ABOUT THIS TASK – Write out the records beneath this line exactly as they appear, minus any images.

Data excerpts:
==*==

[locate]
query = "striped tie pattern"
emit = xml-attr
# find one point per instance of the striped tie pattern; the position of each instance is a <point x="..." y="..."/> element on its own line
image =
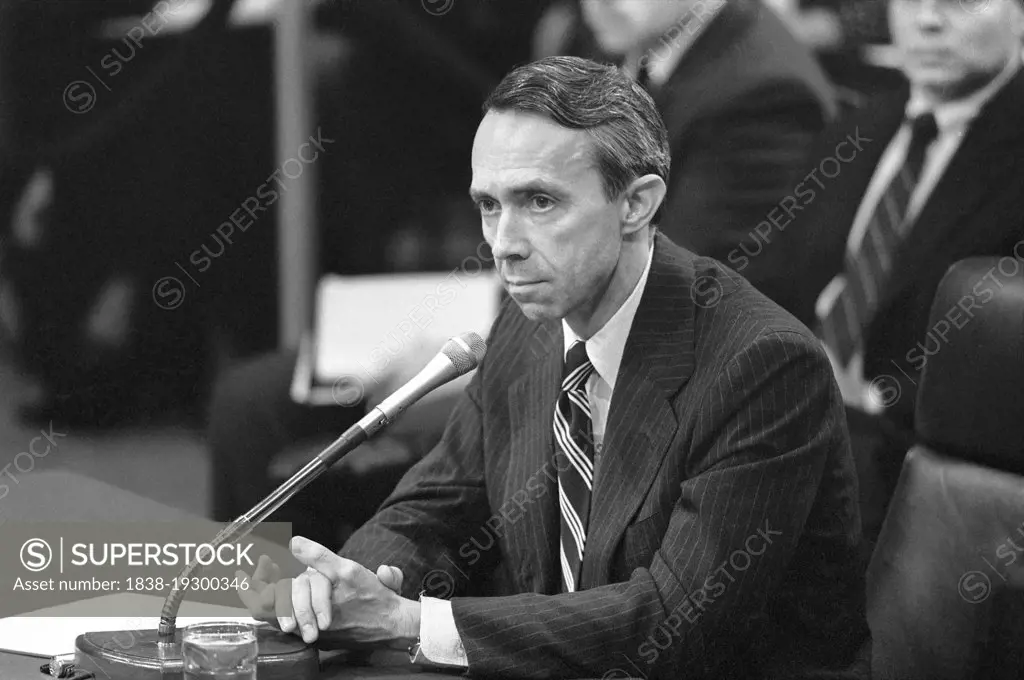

==*==

THE COMPLETED TASK –
[locate]
query = "striped tie pattern"
emit = xml-attr
# find one point per instance of the striped tie pattern; the position of each instance is a <point x="..." y="..."/> element on its own line
image =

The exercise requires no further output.